| Problems to solve |
a - Answer these questions using the introduction on open talus fractures:
(i) What guidelines is the initial management of these injuries based on?
(ii) Which Hawkins fracture types involve fracture displacement?
(iii) What do many patients develop after ORIF of a talus fracture, despite an anatomical reduction?
b - Write out everything in the introduction on open talus fractures from "Many patients post-ORIF" down to "pain control [10].", word for word.
c - Extend the introduction on open talus fractures, picking up from its final sentence.

Introduction

Open talus fractures are rare but serious fractures, commonly associated with a variety of complications such as non-union, avascular necrosis and infection producing far less favourable outcomes for the patient [1,2,3]. In particular for talar neck fractures, Hawkins III and IV fractures (with fracture displacement) are associated with poor prognosis compared to Hawkins I and II fractures (minimal or no displacement) [4]. The initial management of such injuries is based upon BOAST 4 guidelines [5]. The current definitive management is based upon surgeon preference; however, the key principles of open talus fracture management which do not vary between surgeons are early debridement, orthoplastic wound care, anatomic reduction and definitive fixation [6]. There is much debate over whether the open reduction internal fixation (ORIF) or removal of the talus and proceeding to tibiocalcaneal fusion (FUSION) is the best initial definitive management [7,8,9] for Hawkins III and IV fractures regardless if they are open or closed.

Many patients post-ORIF of talus fracture will experience pain and will later develop secondary hindfoot arthritis despite an anatomical reduction [10]. Complications of ORIF of a talus fracture include infections, non-union, avascular necrosis, ankle and subtalar osteoarthritis which all contribute to the patient having worse outcomes and further procedures [2, 3, 11]. However, an alternative to ORIF of the talus is removal of talus with proceeding to a tibiocalcaneal fusion [8, 12, 13]. This method is currently frowned upon by many who believe talus fracture should be managed restoring the natural anatomy and preserving the joint congruity [6, 14]. The accurate restoration of joint congruity is to minimise long-term degenerative changes; however, ORIF patients can experience prolonged pain and decreased mobility, despite an appropriate pain control [10].

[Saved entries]
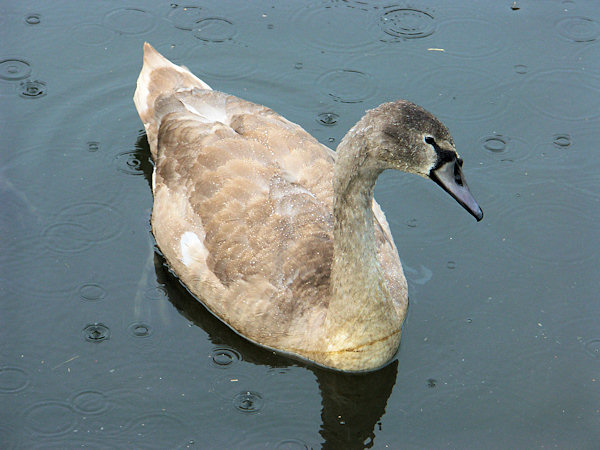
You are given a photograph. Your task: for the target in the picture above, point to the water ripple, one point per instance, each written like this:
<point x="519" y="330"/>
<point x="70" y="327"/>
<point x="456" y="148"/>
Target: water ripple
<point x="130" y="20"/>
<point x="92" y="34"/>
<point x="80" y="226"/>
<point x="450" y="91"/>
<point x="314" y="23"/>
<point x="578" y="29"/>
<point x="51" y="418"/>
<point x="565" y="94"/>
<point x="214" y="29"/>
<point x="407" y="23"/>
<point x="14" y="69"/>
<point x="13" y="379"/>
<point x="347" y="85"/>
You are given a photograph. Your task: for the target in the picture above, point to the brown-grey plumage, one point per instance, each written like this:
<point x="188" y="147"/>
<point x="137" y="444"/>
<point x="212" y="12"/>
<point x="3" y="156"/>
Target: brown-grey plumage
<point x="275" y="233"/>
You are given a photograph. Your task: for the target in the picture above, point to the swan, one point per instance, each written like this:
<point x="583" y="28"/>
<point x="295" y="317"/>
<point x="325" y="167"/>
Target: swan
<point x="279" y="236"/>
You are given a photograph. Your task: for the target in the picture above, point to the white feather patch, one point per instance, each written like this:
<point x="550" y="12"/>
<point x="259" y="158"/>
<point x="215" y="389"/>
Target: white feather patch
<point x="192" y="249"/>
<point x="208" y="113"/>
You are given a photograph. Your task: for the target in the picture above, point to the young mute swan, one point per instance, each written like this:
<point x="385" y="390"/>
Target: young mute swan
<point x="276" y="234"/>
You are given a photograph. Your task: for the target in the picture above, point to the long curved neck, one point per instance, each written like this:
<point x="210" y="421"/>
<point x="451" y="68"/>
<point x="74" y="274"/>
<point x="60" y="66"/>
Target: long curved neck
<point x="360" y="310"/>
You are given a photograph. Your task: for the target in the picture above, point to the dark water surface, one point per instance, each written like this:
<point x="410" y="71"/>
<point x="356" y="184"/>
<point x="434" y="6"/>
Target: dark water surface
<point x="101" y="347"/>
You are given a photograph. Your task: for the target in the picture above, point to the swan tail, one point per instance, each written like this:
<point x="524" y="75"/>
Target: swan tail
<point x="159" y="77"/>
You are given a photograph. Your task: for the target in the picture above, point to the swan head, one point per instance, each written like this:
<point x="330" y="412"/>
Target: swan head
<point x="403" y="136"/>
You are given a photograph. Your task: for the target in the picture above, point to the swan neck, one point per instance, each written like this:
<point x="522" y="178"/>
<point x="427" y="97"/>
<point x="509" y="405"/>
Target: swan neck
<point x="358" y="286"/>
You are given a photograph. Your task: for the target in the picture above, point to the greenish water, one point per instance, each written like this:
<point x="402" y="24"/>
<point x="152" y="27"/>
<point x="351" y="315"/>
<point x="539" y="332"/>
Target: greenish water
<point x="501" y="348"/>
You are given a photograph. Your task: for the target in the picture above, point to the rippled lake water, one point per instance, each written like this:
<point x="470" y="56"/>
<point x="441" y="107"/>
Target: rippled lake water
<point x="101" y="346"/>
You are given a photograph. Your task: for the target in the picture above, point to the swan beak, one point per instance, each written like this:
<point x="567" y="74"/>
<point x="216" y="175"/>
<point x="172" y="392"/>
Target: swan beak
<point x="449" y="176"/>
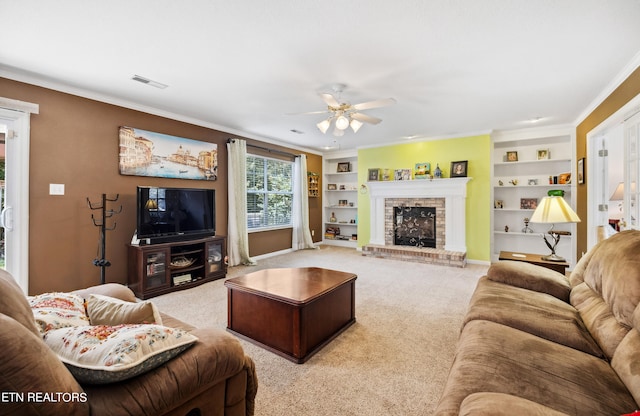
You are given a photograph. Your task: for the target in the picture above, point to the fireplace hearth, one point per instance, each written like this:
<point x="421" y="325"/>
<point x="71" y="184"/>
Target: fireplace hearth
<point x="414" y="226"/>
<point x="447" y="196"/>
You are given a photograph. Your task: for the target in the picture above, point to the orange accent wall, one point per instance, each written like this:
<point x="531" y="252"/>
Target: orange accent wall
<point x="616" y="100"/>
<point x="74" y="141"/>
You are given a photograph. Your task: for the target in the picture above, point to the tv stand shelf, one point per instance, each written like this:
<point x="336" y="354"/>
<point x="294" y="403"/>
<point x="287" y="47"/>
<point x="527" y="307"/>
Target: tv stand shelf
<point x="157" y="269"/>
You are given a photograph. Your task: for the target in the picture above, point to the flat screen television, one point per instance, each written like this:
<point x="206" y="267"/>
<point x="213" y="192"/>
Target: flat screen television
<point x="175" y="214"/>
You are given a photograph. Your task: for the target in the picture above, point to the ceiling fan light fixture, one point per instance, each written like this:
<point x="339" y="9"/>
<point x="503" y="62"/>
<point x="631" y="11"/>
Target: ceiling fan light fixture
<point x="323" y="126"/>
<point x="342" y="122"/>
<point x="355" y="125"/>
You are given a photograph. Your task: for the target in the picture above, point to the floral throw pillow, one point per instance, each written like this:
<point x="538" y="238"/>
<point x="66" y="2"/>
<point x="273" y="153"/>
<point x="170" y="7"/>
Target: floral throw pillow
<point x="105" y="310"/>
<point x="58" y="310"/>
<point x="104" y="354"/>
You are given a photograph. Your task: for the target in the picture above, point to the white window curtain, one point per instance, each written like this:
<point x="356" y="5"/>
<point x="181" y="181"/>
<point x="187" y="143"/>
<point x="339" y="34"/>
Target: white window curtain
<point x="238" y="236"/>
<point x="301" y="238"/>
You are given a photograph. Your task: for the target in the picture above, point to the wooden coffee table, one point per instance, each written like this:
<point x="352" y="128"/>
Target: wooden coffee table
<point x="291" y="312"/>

...

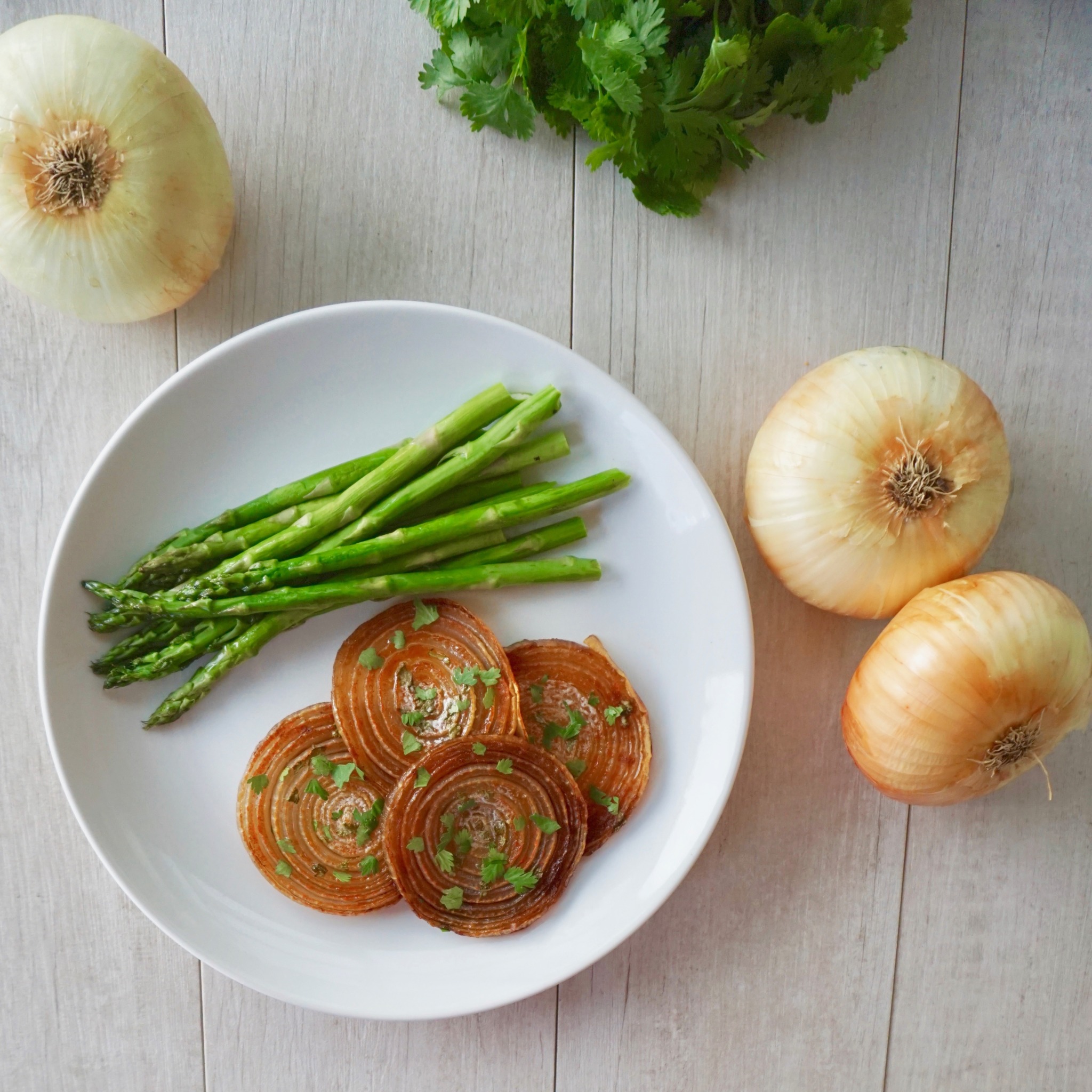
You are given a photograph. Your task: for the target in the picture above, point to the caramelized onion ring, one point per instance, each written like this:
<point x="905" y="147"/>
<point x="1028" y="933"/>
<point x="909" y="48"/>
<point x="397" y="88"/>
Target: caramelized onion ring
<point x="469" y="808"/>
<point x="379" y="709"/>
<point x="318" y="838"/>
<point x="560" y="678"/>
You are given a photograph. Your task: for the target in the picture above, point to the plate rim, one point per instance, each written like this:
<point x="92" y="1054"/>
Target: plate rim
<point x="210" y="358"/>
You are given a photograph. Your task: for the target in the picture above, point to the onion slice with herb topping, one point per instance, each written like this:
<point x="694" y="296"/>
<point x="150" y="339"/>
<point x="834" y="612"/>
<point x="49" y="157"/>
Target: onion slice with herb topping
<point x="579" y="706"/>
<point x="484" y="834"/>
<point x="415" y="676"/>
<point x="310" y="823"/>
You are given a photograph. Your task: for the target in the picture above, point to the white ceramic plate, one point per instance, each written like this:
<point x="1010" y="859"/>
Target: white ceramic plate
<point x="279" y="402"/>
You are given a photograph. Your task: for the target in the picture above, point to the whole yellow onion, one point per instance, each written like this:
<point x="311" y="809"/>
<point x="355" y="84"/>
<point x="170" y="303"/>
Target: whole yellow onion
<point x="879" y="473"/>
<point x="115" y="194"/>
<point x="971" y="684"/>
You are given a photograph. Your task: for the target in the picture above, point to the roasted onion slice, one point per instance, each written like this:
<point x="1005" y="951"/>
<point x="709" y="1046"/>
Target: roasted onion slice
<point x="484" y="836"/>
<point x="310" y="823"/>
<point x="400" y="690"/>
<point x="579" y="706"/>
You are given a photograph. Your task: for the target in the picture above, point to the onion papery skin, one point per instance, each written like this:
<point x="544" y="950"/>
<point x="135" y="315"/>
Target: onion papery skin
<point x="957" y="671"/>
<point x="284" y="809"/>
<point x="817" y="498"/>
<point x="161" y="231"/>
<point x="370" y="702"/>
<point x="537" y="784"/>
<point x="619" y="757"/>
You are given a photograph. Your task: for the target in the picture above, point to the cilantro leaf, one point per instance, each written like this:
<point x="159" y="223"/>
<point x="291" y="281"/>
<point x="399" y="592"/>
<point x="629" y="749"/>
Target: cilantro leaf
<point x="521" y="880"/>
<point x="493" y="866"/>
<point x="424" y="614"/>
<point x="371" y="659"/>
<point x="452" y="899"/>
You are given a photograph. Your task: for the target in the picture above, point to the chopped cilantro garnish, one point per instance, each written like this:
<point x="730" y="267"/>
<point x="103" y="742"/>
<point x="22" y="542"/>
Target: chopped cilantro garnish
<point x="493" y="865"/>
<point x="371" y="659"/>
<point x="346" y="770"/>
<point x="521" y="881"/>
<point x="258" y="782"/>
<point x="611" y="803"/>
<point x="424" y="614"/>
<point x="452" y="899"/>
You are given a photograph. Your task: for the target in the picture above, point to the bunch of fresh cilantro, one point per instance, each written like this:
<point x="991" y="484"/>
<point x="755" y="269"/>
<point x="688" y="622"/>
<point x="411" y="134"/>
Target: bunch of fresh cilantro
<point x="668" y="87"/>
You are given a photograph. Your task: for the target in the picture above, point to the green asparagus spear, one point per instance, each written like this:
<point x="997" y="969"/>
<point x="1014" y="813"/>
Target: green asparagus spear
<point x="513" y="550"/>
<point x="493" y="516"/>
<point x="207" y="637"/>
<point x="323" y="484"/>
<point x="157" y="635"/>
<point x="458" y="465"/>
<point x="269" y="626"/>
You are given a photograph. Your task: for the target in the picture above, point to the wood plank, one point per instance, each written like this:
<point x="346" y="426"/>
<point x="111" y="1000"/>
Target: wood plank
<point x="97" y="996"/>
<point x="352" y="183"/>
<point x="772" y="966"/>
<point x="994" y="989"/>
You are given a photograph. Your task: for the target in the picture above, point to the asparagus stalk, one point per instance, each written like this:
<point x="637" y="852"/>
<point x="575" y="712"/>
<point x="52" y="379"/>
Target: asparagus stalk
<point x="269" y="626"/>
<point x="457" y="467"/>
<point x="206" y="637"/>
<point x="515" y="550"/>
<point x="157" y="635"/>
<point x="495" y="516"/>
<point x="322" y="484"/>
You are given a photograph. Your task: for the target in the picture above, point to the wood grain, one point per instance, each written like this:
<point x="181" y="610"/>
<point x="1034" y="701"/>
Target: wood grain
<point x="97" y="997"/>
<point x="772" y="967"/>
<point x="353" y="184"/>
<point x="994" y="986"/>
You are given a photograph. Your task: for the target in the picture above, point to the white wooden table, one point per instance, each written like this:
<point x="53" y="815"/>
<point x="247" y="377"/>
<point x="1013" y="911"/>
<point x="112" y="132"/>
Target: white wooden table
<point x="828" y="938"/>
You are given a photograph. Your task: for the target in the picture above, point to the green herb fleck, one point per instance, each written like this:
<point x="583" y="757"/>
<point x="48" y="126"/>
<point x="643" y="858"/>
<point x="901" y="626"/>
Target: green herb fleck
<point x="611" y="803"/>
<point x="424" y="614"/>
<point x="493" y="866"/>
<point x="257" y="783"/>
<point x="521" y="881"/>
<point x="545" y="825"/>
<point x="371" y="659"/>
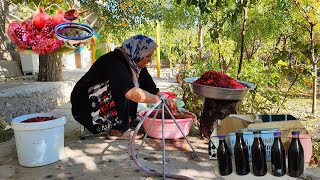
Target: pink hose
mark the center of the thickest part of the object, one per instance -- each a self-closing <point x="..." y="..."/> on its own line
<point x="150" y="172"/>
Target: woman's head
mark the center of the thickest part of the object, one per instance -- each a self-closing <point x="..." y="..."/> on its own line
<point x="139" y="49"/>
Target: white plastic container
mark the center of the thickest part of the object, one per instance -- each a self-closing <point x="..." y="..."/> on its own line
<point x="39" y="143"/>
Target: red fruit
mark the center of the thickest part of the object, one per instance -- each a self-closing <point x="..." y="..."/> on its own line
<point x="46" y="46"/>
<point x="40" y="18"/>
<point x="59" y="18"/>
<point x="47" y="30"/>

| Results of the tasks |
a -
(i) BOAST 4 guidelines
(ii) Hawkins III and IV
(iii) Pain and, later, secondary hindfoot arthritis

b -
Many patients post-ORIF of talus fracture will experience pain and will later develop secondary hindfoot arthritis despite an anatomical reduction [10]. Complications of ORIF of a talus fracture include infections, non-union, avascular necrosis, ankle and subtalar osteoarthritis which all contribute to the patient having worse outcomes and further procedures [2, 3, 11]. However, an alternative to ORIF of the talus is removal of talus with proceeding to a tibiocalcaneal fusion [8, 12, 13]. This method is currently frowned upon by many who believe talus fracture should be managed restoring the natural anatomy and preserving the joint congruity [6, 14]. The accurate restoration of joint congruity is to minimise long-term degenerative changes; however, ORIF patients can experience prolonged pain and decreased mobility, despite an appropriate pain control [10].

c -
Currently, one of the options for management of failed ORIF of the talus is a tibiocalcaneal fusion [12]. Gait analysis in patients with FUSIONS will show a shortened stride, but normal cadence and velocity [15]. However, FUSION is currently only indicated in when ORIF fails and in severe cases of open talus fractures [12]. There is no strong evidence to suggest what the long-term effects of tibio-talar fusion are on the mid-foot joints of the injured foot.

The aim of this study is to analyse and compare the outcomes of patients who have had ORIF and patients who have had FUSION of the talus for the definitive management of open talus fractures.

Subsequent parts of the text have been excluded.